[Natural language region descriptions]
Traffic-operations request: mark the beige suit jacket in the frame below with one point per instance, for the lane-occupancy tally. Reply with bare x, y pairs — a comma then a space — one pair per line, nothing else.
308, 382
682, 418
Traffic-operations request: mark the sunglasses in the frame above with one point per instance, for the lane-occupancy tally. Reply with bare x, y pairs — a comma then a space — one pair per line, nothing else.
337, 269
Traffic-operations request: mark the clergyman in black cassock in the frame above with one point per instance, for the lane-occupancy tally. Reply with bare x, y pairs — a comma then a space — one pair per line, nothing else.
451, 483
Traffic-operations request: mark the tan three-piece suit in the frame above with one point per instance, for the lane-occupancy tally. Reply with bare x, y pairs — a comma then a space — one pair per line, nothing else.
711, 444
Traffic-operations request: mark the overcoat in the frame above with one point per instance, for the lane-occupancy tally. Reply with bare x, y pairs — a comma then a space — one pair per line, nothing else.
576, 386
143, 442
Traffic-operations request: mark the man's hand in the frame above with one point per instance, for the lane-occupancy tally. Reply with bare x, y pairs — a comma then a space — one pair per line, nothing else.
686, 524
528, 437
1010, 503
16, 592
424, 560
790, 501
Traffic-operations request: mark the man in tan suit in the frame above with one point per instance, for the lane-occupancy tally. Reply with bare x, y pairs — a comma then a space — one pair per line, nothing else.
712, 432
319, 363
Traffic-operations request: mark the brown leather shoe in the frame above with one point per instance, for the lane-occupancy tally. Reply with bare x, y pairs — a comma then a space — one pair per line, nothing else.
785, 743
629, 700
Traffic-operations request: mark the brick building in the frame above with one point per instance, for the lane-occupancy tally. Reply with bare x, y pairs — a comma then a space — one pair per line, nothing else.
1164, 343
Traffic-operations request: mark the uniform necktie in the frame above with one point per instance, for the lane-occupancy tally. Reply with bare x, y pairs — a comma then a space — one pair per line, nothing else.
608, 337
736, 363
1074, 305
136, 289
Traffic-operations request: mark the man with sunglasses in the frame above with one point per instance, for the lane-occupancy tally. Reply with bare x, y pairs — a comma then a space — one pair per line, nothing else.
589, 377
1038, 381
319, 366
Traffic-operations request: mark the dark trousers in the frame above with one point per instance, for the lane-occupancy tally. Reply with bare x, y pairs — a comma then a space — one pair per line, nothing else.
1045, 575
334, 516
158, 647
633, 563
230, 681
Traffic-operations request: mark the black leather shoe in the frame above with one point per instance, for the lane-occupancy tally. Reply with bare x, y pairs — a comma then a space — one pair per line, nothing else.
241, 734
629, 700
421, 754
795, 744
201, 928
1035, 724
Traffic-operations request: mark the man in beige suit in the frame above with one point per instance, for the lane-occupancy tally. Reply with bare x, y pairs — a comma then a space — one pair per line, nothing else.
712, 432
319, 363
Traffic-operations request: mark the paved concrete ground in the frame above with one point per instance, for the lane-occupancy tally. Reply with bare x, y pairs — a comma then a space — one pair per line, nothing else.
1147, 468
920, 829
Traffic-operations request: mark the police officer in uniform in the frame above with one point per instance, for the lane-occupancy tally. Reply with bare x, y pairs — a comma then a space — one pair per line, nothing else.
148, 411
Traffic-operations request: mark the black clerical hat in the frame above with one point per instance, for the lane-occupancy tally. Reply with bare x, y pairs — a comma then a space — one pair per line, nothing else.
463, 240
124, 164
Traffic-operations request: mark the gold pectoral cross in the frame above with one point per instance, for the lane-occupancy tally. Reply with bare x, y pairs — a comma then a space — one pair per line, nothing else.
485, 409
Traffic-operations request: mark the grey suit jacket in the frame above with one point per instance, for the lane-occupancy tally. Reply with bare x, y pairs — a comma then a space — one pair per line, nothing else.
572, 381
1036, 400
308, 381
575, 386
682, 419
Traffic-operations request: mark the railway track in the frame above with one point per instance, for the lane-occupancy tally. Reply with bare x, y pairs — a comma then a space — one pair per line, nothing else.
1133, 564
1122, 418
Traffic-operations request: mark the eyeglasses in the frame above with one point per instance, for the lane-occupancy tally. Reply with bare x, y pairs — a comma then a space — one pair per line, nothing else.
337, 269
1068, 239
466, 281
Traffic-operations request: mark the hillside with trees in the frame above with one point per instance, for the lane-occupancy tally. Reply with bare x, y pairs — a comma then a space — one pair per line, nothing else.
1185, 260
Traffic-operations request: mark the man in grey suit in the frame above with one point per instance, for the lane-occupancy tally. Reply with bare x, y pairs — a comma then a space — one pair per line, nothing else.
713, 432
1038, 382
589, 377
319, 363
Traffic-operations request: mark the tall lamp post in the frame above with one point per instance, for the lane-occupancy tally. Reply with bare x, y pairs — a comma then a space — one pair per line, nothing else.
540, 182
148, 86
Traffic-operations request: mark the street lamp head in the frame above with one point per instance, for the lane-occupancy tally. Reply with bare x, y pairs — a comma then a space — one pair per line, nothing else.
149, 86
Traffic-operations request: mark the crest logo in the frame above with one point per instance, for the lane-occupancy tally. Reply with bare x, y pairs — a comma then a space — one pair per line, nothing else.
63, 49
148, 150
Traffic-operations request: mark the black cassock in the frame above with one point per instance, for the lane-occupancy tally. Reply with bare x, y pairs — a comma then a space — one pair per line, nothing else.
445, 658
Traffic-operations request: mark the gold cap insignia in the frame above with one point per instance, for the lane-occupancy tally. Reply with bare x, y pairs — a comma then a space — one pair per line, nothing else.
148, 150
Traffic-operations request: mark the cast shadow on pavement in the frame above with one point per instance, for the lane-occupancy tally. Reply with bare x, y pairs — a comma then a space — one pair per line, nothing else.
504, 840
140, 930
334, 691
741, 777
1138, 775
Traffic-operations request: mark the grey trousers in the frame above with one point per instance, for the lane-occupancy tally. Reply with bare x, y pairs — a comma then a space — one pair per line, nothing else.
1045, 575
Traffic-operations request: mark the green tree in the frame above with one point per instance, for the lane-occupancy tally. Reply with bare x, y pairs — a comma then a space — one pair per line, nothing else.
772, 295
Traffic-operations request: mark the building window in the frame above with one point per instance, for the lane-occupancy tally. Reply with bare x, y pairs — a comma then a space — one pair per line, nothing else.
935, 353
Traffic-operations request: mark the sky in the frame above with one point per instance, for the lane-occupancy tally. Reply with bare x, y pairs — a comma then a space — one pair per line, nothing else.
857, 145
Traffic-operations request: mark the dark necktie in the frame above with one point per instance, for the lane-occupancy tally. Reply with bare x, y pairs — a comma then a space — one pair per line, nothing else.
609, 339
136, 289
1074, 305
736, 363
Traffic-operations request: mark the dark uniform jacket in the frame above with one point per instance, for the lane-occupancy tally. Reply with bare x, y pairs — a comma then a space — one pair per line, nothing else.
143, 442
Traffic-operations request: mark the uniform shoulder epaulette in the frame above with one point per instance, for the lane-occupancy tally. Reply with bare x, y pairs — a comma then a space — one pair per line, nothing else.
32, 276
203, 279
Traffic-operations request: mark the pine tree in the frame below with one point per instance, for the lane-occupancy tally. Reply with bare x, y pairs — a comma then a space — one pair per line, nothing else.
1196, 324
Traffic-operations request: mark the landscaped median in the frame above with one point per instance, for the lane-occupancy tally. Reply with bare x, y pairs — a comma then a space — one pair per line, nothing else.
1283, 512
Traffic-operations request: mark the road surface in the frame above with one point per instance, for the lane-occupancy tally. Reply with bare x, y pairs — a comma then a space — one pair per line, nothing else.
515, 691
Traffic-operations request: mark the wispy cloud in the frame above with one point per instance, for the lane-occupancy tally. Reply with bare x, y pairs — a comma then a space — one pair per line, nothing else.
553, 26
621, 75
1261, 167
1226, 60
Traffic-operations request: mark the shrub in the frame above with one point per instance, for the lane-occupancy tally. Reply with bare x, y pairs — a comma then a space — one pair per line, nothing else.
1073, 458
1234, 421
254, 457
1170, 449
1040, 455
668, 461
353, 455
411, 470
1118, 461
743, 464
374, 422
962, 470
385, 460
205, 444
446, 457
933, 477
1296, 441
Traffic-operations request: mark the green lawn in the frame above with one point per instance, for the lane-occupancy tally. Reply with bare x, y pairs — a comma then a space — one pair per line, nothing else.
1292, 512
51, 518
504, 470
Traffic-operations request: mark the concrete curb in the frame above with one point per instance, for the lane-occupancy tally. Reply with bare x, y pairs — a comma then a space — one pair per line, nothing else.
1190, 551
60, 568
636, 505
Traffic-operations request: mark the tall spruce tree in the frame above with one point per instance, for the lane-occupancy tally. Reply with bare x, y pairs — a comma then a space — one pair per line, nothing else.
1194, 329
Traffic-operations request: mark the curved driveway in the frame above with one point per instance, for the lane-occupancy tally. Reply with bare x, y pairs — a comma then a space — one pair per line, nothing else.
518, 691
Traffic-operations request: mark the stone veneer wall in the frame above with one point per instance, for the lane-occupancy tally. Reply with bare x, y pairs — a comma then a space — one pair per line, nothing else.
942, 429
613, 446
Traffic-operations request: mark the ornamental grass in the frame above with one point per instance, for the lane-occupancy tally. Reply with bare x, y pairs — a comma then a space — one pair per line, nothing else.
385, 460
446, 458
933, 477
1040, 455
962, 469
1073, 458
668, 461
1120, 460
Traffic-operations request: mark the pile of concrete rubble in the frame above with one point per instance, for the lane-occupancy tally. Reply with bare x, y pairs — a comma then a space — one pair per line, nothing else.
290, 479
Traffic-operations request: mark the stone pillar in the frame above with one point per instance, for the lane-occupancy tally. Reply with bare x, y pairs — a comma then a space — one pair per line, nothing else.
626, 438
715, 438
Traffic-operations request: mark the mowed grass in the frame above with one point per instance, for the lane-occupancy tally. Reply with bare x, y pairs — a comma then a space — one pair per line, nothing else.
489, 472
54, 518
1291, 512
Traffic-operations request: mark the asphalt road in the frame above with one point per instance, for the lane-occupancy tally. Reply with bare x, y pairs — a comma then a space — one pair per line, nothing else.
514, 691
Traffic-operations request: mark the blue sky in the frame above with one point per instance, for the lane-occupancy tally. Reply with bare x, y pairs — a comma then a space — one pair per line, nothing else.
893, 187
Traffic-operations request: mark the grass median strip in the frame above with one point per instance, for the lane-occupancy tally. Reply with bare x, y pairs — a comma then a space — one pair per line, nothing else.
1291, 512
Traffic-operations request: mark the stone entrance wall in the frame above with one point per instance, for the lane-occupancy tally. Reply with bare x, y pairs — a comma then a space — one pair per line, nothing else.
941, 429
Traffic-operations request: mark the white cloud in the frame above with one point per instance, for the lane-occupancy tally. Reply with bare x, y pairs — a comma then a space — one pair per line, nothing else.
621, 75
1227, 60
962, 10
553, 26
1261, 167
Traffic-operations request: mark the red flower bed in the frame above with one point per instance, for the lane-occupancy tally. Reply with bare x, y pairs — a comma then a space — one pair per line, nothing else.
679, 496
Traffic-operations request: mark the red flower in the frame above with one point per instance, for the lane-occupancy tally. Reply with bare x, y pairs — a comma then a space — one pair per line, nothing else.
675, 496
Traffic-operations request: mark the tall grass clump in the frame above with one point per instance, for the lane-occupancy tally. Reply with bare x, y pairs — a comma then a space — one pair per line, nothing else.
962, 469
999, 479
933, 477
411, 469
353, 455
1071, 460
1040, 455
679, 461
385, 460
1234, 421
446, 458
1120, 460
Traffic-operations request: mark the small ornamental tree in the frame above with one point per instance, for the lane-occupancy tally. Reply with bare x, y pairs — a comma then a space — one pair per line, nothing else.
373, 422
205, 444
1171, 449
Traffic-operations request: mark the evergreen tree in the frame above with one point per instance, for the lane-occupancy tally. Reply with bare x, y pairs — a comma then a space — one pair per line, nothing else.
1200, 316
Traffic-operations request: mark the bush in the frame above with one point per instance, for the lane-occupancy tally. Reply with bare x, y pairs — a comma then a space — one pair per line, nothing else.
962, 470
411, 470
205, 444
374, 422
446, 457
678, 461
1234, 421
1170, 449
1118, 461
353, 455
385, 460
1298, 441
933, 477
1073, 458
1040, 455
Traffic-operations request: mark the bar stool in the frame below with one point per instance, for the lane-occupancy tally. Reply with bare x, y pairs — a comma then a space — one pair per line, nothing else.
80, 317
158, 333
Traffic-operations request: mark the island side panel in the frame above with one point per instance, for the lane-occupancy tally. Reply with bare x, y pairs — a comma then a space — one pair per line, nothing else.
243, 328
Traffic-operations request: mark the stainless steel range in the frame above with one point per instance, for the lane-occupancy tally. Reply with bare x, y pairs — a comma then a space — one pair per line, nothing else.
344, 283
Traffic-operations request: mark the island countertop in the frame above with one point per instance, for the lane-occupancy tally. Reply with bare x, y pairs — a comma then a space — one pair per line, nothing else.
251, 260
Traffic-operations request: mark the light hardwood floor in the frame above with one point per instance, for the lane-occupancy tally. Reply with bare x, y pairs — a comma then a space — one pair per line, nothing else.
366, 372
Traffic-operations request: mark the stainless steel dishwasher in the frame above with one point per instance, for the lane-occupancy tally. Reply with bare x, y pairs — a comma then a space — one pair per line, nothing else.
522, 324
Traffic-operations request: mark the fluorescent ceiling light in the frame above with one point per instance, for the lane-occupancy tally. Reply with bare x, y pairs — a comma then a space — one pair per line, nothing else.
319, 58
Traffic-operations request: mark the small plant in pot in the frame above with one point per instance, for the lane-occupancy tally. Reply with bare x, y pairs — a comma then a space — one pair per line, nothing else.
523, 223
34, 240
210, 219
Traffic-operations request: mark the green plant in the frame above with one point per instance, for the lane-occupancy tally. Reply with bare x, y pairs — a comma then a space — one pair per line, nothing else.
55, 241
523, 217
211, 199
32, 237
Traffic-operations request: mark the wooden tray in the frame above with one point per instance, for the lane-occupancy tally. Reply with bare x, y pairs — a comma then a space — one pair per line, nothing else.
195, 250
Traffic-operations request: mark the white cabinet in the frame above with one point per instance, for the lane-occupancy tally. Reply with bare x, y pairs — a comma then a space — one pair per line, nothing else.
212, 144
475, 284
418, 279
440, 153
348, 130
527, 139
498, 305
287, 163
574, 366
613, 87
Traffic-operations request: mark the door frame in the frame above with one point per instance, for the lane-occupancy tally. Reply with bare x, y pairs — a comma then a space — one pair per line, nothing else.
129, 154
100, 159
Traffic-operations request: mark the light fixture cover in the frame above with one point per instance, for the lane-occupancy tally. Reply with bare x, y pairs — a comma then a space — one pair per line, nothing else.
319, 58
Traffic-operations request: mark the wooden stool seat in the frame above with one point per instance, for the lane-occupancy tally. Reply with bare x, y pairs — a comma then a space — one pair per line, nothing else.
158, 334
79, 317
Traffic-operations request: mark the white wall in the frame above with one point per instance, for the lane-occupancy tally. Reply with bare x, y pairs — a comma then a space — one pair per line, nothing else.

TASK TO CARRY OUT
All that is wanted is the set of lines from the one with "Traffic-operations request: mark the green plant" through the last line of the entries, both included, output exactly.

WRITTEN RESPONSE
Traffic-operations request: mark the green plant in the frame above with one point per instance, for the lane-occupancy tally. Reply with bare x, y pairs — a comma then a space — one pair per line, nothing else.
55, 241
523, 217
211, 199
32, 237
Traffic-operations request: mark the wooden tray in the frame above with one point per instance, for the lane-occupancy tally. Reply with bare x, y pairs — a comma then a space — one pair per line, nothing else.
195, 250
Traffic-operations request: mark the white cabinet in the frame above with one point per instance, for the lane-occupancy tally. Reply with bare x, y pairs — a comma then a space — one pair per line, nothing else.
212, 144
475, 284
418, 279
440, 153
348, 130
527, 139
498, 305
287, 163
574, 366
613, 87
Traffic-operations request: mark the door frame in the frame above with one point per instance, for the lane-occupancy tally. Reply with bare x, y pairs — a comma then a space — one pair per line, nothing else.
129, 154
100, 159
Traffic-operations request: mark the light fixture cover in the frame above with one point per instance, for the lane-occupancy tally. Reply with bare x, y pairs — a comma then a space — one pair per line, nothing else.
319, 58
Traffic-operations request: mark the wooden stool seat in the frame above with one point per instance, for the lane-occupancy tally. Reply with bare x, y pairs — a comma then a space — one pair per line, nothing else.
158, 334
79, 317
Traffic-operations request: mark the white wall in the frame above with one point per instance, for the lane-occupancy tally. Reply with bare x, y pairs — a comma then a space — one pair per line, nothing else.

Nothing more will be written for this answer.